> [What you need to do]
Quote the data below word for word, from the line containing "Corridor-survey task: point out each instance of the boy's arm" down to the line containing "Corridor-survey task: point out each instance of the boy's blond", including both of those lines.

◆ ◆ ◆ ◆ ◆ ◆ ◆

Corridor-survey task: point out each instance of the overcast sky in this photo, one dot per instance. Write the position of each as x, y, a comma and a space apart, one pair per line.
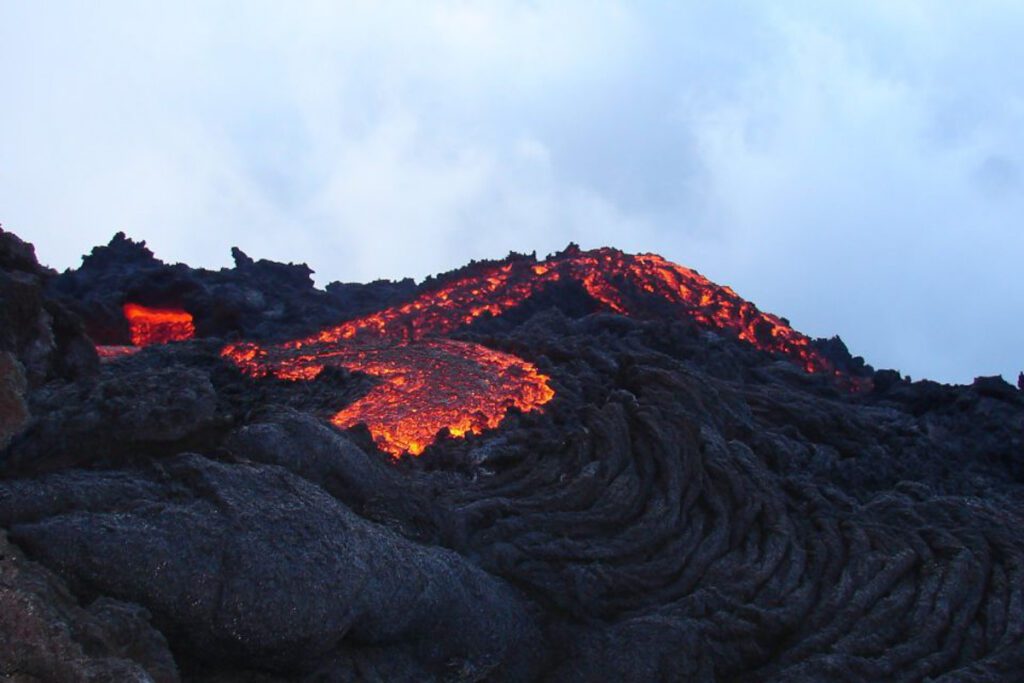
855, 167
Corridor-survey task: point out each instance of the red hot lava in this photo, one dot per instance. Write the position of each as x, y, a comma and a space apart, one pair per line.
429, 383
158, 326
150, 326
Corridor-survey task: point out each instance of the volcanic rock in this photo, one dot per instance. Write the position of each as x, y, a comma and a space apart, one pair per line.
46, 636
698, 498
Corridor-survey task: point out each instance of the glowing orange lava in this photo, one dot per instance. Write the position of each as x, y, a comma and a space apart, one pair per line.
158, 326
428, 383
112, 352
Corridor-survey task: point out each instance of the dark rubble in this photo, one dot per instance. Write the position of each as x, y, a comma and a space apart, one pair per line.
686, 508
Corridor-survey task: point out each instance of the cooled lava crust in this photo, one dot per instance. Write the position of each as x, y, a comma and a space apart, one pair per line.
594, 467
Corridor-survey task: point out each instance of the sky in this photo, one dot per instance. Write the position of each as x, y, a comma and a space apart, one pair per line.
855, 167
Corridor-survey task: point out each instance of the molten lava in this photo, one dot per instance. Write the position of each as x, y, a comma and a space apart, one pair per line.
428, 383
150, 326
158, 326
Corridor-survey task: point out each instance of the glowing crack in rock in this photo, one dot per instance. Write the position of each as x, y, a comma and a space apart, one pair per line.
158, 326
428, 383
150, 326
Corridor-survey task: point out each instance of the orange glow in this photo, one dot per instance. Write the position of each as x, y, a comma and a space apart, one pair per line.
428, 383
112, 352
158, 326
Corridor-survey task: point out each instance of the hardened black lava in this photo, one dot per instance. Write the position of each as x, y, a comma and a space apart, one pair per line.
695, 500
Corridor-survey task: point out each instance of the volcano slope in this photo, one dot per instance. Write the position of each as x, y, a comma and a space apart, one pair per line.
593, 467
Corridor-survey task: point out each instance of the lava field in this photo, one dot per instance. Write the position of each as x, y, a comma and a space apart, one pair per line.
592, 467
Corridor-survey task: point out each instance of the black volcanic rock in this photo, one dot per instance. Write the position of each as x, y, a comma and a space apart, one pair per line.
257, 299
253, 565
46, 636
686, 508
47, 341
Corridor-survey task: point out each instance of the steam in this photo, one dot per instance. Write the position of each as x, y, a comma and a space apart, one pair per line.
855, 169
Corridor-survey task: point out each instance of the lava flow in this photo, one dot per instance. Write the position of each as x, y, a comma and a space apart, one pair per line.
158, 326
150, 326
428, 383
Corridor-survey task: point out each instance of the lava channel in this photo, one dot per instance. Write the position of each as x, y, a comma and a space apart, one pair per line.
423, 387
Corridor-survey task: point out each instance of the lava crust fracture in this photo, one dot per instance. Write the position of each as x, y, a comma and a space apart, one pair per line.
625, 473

◆ ◆ ◆ ◆ ◆ ◆ ◆

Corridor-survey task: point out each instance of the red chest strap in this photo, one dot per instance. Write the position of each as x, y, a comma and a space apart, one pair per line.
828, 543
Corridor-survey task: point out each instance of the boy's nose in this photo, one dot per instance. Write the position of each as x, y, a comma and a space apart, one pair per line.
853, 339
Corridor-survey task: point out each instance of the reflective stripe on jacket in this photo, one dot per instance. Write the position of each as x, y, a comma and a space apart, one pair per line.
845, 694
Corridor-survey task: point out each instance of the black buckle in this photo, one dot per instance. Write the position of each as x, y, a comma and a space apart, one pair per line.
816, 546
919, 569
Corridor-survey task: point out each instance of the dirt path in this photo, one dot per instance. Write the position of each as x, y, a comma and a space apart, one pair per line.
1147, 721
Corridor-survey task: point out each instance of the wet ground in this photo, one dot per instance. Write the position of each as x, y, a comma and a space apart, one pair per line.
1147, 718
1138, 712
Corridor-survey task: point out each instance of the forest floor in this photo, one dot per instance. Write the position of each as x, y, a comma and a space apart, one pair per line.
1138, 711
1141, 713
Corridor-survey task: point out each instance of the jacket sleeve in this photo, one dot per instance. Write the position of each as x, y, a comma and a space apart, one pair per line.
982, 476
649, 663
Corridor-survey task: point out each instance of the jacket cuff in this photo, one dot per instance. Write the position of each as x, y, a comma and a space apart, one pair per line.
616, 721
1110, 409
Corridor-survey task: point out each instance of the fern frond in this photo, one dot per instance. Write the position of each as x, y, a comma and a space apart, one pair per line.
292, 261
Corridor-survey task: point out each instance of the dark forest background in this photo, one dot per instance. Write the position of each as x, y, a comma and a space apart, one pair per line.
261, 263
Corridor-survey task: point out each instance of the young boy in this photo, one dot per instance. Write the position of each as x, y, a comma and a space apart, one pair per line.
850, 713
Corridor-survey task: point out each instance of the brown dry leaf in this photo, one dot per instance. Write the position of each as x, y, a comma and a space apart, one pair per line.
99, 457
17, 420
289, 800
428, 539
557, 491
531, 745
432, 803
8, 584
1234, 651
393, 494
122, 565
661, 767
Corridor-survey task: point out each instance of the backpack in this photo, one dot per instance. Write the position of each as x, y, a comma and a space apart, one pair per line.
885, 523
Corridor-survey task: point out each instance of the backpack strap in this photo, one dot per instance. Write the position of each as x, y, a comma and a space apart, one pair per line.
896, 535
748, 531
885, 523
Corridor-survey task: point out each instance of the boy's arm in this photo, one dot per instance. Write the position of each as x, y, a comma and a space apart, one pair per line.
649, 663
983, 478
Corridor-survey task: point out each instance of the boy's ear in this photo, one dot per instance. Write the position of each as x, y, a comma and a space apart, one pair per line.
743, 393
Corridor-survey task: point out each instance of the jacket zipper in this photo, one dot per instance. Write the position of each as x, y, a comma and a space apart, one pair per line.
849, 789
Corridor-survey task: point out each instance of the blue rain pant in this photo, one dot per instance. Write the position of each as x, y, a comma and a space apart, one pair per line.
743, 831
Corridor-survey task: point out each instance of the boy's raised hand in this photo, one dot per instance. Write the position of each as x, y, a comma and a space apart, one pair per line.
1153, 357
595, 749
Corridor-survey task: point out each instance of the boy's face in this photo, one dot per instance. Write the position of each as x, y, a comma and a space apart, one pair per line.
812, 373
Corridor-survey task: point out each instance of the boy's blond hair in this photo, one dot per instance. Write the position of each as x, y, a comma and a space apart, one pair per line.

◆ ◆ ◆ ◆ ◆ ◆ ◆

> [The solution]
Corridor-survey task: point out each instance of the boy's arm in this photo, one dot per instance. Write the position of each as x, y, a comma and a space apart, one pair per line.
649, 663
983, 478
Corridor-survey task: point out each instance of the boy's ear in this photo, one dot per instance. Write the position of each as x, y, a comma and a space apart, one pair per line.
743, 393
Corridor-survey task: point out each instance of the jacket zipper in this photo, one dot per instance. Write the position of each as x, y, a comma and a space apart, one pair per line.
849, 789
Corridor-survey task: point out each instance of the blue rain pant in this photo, one dot per instance. Write the position of each as x, y, a comma and a space apart, one pair per line.
743, 831
Corridor-survey task: point out each instance of the boy's raised hand in this photo, one dot per instance. Write the position of each as x, y, a comma and a space apart, one pair per line.
1153, 357
595, 749
Corridor-survey task: point out each instance of the boy's face in this photo, one dot per instance. Write the position of each as x, y, a comma and a space apart, one pair per line.
812, 373
Corridor-survey task: point out each instance of the boy's blond hair in this photo, one dot per instance. Write the position of each as x, y, a comma and a space apart, one pair per line.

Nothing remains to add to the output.